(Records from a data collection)
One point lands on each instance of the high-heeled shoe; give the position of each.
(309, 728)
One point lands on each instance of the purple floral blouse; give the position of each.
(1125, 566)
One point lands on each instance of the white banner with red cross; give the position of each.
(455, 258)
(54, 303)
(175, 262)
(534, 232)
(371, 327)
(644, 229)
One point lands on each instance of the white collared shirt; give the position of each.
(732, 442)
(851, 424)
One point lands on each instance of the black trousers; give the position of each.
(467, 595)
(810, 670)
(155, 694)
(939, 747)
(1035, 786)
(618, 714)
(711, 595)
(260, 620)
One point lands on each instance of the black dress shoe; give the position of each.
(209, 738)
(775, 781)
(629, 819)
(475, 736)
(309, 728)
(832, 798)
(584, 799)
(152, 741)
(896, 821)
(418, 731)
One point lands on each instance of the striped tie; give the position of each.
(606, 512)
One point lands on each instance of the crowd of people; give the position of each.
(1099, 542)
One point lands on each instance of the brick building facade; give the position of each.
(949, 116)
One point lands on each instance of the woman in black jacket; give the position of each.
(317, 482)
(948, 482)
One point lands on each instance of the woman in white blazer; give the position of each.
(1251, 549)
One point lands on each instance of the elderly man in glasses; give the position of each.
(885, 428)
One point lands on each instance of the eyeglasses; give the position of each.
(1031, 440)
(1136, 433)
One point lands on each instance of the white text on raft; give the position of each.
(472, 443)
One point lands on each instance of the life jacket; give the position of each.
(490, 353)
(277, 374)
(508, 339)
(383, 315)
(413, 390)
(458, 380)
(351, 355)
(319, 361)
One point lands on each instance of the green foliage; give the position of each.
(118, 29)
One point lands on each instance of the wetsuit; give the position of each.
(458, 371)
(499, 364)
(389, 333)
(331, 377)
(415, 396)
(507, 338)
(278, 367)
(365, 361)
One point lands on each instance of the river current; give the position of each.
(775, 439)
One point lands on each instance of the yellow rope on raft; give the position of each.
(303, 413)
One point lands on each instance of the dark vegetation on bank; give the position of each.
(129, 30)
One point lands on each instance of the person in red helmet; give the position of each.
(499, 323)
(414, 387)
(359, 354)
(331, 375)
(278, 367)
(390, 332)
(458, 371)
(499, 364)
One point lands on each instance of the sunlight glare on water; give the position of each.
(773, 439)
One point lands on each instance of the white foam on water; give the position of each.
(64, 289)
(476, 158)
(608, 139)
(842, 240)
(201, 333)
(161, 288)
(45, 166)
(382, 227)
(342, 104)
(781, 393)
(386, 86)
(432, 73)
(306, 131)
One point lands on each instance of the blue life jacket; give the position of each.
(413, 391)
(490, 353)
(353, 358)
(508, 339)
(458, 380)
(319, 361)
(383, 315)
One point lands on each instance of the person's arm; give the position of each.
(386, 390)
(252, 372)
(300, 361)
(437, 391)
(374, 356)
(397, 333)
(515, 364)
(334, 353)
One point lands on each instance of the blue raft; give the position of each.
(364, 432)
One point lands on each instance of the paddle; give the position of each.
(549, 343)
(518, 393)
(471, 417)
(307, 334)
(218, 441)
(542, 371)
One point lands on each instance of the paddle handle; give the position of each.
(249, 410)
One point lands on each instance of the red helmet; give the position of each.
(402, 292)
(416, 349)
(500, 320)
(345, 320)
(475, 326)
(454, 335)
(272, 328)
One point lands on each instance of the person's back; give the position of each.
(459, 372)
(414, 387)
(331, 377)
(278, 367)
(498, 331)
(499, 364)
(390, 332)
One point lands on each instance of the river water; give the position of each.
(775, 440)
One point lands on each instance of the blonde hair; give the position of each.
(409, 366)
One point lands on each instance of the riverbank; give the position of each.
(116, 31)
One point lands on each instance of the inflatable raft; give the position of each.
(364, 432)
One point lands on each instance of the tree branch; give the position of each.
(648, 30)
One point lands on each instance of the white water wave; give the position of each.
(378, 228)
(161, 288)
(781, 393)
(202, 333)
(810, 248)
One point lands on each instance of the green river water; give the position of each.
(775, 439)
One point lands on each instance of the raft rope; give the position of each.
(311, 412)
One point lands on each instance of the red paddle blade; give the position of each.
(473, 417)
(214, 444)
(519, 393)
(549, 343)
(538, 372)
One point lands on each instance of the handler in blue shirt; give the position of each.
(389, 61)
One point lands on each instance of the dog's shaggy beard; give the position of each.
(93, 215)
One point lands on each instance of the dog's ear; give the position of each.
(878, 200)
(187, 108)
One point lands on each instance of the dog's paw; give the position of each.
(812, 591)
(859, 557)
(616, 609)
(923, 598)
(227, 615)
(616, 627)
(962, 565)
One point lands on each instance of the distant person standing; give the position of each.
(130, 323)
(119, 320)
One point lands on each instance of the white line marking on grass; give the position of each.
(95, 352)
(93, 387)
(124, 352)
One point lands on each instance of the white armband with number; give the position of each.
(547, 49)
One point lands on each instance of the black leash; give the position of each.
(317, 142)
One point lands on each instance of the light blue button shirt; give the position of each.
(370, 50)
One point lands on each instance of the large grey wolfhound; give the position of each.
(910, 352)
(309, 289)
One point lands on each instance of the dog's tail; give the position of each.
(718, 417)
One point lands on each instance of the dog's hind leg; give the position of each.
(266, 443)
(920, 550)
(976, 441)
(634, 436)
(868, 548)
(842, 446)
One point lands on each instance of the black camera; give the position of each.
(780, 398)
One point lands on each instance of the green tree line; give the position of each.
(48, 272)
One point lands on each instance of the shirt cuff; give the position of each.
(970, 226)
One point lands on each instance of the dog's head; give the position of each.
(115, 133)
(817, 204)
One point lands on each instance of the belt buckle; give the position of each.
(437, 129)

*Instruction*: Print again each line of the listing above, exactly as it appears.

*The result*:
One point lands on each instance of the high-heeled shoe; give the position of each.
(309, 728)
One point lands on each instance of the purple floral blouse; give the position of each.
(1125, 566)
One point lands on each instance of the white banner with red cross; give the position of each.
(455, 258)
(54, 303)
(175, 262)
(534, 232)
(371, 327)
(644, 229)
One point lands on each instance of the white collared shirt; give the position of each.
(732, 442)
(851, 424)
One point lands on each instance of the black trousers; give the position of each.
(467, 595)
(810, 670)
(155, 694)
(939, 747)
(1035, 786)
(618, 714)
(711, 595)
(260, 620)
One point lands on each instance of the black dress shoe; give the position of each.
(209, 738)
(775, 781)
(629, 819)
(475, 736)
(309, 728)
(832, 798)
(584, 799)
(152, 741)
(896, 821)
(418, 731)
One point lands on each instance of the striped tie; give the position of each.
(606, 512)
One point lands on each instance of the crowd of people; give the position of each.
(1099, 542)
One point lands on each instance of the brick building facade; give the position of each.
(949, 116)
One point lands on each instance of the woman in black jacket; give the position of each.
(317, 482)
(948, 482)
One point lands on each instance of the woman in white blazer; give the position of each.
(1251, 549)
One point lands on each instance of the elderly man in glasses; give the position of each.
(885, 428)
One point lands on each instance of the eyeglasses; give the position of each.
(1031, 440)
(1136, 433)
One point lands on each instance of the white text on raft; give the position of each.
(472, 443)
One point lands on each instance of the life jacket; give the position of each.
(490, 353)
(277, 374)
(508, 339)
(383, 315)
(413, 390)
(458, 380)
(351, 355)
(319, 361)
One point lands on each instance of the green foliage; give the position of each.
(118, 29)
One point lands on each instance of the wetsuit; give the position of each.
(458, 371)
(499, 364)
(389, 333)
(331, 377)
(415, 396)
(507, 338)
(278, 367)
(365, 361)
One point lands on each instance of the river current; give the position of each.
(775, 439)
One point lands on each instance of the yellow rope on raft; give the position of each.
(303, 413)
One point lands on each instance of the dark vegetation on bank; give the position of each.
(129, 30)
One point lands on each instance of the person in red helmet; give the position of each.
(499, 323)
(414, 387)
(359, 354)
(331, 375)
(278, 367)
(390, 332)
(458, 371)
(499, 364)
One point lands on each instance of the sunlight glare on water; give the position of each.
(773, 439)
One point lands on each instance of the white foam on water; give the position of each.
(64, 289)
(476, 158)
(608, 139)
(842, 240)
(201, 333)
(161, 288)
(45, 166)
(382, 227)
(342, 104)
(781, 393)
(386, 86)
(432, 73)
(306, 131)
One point lands on each instance of the blue life jacket; give the position of each.
(413, 391)
(490, 353)
(353, 358)
(508, 339)
(458, 380)
(319, 361)
(383, 315)
One point lands on each instance of the person's arm; give the position of each.
(386, 390)
(252, 372)
(300, 361)
(437, 391)
(374, 356)
(397, 333)
(515, 364)
(334, 353)
One point lands on each instance of the blue raft; give the position of each.
(364, 432)
One point lands on each instance of the paddle; give the position of each.
(549, 343)
(518, 393)
(471, 417)
(307, 334)
(218, 441)
(542, 371)
One point lands on each instance of the paddle handle; give the position of each.
(249, 410)
One point lands on each instance of the red helmet; give the position of each.
(402, 292)
(416, 349)
(500, 320)
(345, 320)
(475, 326)
(454, 335)
(272, 328)
One point lands on each instance of the person's back; give the position of each.
(459, 372)
(414, 387)
(331, 377)
(278, 367)
(498, 331)
(499, 364)
(390, 332)
One point lands on each instance of the river water; give the position of each.
(775, 440)
One point lands on each instance of the blonde hair; give the position of each.
(409, 366)
One point lands on each instance of the riverbank; give the position of each.
(116, 31)
One point lands on each instance of the inflatable raft; give the position of each.
(364, 432)
One point lands on each instance of the tree branch; give the position of each.
(648, 30)
One point lands on each instance of the white water wave; give the position of each.
(378, 228)
(161, 288)
(781, 393)
(202, 333)
(810, 248)
One point lands on each instance of the green river water; give the position of each.
(775, 439)
One point lands on each instance of the raft rope; give the position of each.
(311, 412)
One point lands on each instance of the red paddle blade; give the position of each.
(473, 417)
(214, 444)
(519, 393)
(549, 343)
(538, 372)
One point lands on each instance of the handler in blue shirt; give the position of each.
(389, 61)
One point lands on each instance of the dog's shaggy beard; give the position of each.
(93, 215)
One point lands on each instance of the dog's ear; give the position of each.
(878, 200)
(187, 108)
One point lands on each instance of the dog's paw; give the position of each.
(812, 591)
(859, 557)
(616, 609)
(923, 598)
(227, 615)
(616, 627)
(962, 565)
One point lands on each instance of the distant person standing; give the position of each.
(130, 323)
(119, 320)
One point lands on each instance of the white line marking on grass; give the position of each.
(95, 352)
(93, 387)
(124, 352)
One point lands on each instance of the white armband with number; give the position of each.
(547, 49)
One point lands on each instance of the black leash; give the position of each.
(317, 142)
One point lands on each instance of the light blue button shirt; give the position of each.
(370, 50)
One point lands on each instance of the large grey wolfhound; give the position of each.
(910, 352)
(309, 289)
One point lands on each instance of the dog's tail; give the position of each.
(718, 417)
One point lands on each instance of the dog's hind leg; give the position of each.
(266, 443)
(920, 550)
(976, 441)
(634, 436)
(868, 548)
(842, 446)
One point lands on each instance of the black camera; give the position of each.
(780, 398)
One point lands on each instance of the green tree line; give the position of each.
(48, 272)
One point lands on each instance of the shirt cuff; give the position of each.
(970, 226)
One point lands on each instance of the dog's head; give the position of each.
(115, 133)
(817, 204)
One point lands on each instance of the belt buckle; give the position of each.
(437, 129)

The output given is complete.